→ EXERCISE
Copy the data below word for word, leaving out the pictures.

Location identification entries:
┄┄┄┄┄┄┄┄┄┄
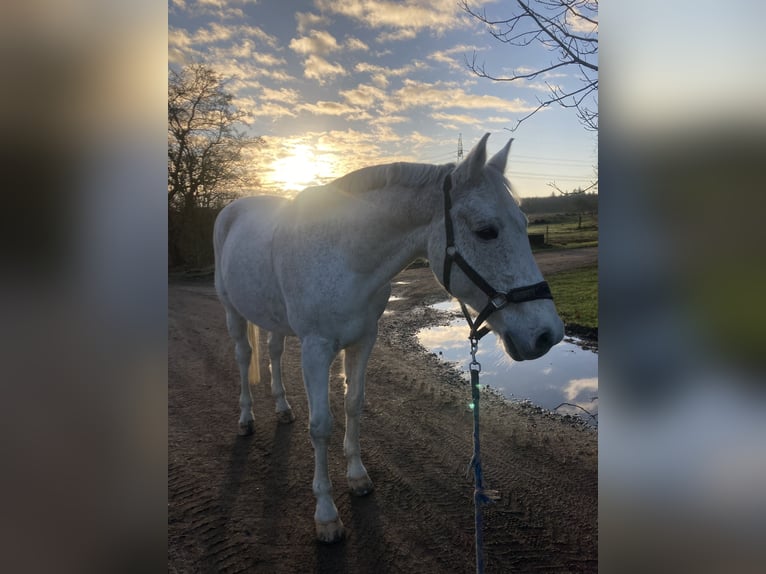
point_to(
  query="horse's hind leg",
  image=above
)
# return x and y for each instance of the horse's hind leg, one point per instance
(316, 357)
(355, 366)
(276, 348)
(237, 326)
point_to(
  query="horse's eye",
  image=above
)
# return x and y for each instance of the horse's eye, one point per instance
(487, 233)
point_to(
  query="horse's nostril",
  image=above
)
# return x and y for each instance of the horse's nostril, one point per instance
(544, 341)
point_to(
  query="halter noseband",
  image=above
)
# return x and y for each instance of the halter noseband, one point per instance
(497, 300)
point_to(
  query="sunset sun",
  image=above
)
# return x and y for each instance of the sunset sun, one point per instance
(301, 168)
┄┄┄┄┄┄┄┄┄┄
→ RESPONSE FOR THIS EXERCISE
point_to(
  query="horse's hind leg",
  image=above
)
# return x and y for each instance of the horse's hind leg, one point per instance
(316, 357)
(355, 366)
(276, 348)
(237, 326)
point_to(
  query="horse's eye",
  image=above
)
# return x and y for each instance of the horse's eye, one point per instance
(487, 233)
point_to(
  query="horse's nostril",
  image=above
)
# return x and y for each instance of the horse's nostril, one point per instance
(544, 341)
point_to(
  query="halter noseband",
  image=above
)
# return x and y for each instance of the halter noseband, one point per instance
(497, 300)
point_to(
  query="sunset sun",
  image=above
)
# return x and y for each instance of the sunset sun, one point per instance
(301, 168)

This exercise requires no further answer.